*** Opening Supplied text ***
By Scott Wright

Grocery chain Aldi has pledged to “always offer the lowest prices for groceries, no matter what” as the UK faces a growing cost of living crisis.

The commitment was made by the German-owned discounter, which along with Lidl has used competitive pricing to eat into the UK market share held by its more established rivals, as it reported its “best ever” Christmas for sales.

The grocer said yesterday that sales had risen by 0.4 per cent in December compared with the same month in 2020, when spending was higher than usual in stores because of the national lockdown and the temporary closure of bars and restaurants to limit the spread of coronavirus.

Citing market analyst Kantar, Aldi declared that it was the only major supermarket to have grown sales in December; sales at Aldi were up 8.1 per cent on the same month in 2019, the retailer said.

Aldi’s commitment to low prices comes as UK consumers contend with surging inflation, and are bracing themselves for huge hikes in energy bills and an increase in national insurance from April.

A poll for The Observer newspaper found that 70% of voters said their cost of living had increased more than their income in the last year.

The UK Government is coming under pressure to implement a support mechanism to protect consumers from surging energy prices, but has so far ruled out calls to cut valued-added tax on bills.

Giles Hurley, chief executive of Aldi UK, said: “As we look ahead, the top priority for most families this year will be managing their household budgets in the face of rising living costs. As the cheapest supermarket in Britain, Aldi will always offer the lowest prices for groceries, no matter what, and continue to support our British farmers and producers.”

Aldi said the return of its popular Kevin the Carrot to its Christmas TV advertising had helped it to attract more than half a million new customers to its shops. The retailer said it sold more than 43 million mince pies, 21 million British pigs-in-blankets and 118 million Brussels sprouts in the run-up to Christmas. Shoppers bought more than than 5.5 million bottles of Champagne, sparkling wine and Prosecco.

Mr Hurley added: “There’s no doubt that 2021 was a long and difficult year for lots of people, but our amazing colleagues stopped at nothing as they came together to deliver the Christmas that our customers deserved.”
*** Closing Supplied text ***
*** Opening Extracted entries ***
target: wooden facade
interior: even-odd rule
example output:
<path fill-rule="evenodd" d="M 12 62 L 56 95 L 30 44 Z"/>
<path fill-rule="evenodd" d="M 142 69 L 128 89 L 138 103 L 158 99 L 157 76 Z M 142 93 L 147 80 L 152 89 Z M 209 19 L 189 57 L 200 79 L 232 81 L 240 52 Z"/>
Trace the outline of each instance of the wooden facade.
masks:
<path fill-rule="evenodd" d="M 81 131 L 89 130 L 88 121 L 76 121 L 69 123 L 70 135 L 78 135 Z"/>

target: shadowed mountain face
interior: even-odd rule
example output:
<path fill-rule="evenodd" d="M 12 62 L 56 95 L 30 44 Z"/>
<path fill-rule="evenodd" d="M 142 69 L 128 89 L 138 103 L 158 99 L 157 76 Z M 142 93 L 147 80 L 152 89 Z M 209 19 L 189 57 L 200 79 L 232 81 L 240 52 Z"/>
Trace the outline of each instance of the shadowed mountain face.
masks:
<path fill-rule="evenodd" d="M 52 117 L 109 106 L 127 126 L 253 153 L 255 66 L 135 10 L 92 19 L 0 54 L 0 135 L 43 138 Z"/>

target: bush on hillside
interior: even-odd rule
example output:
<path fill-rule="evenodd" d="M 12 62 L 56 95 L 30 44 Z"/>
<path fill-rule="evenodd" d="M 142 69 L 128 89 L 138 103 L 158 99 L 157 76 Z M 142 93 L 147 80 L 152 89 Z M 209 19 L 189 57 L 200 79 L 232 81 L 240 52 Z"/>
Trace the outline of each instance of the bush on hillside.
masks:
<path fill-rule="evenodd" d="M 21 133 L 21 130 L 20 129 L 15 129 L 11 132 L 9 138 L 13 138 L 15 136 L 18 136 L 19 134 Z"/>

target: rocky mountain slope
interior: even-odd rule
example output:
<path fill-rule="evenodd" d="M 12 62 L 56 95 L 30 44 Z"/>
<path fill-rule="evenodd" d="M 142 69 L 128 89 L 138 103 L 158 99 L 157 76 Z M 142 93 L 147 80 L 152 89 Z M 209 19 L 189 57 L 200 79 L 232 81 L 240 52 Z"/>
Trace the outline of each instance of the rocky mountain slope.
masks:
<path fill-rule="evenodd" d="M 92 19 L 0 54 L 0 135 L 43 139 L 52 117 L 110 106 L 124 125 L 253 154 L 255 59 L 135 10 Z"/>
*** Closing Extracted entries ***
**Directions for this task:** According to the article about Aldi above, by what percentage did Aldi's December sales rise compared with the same month in 2020?

**Exercise answer:** 0.4 per cent.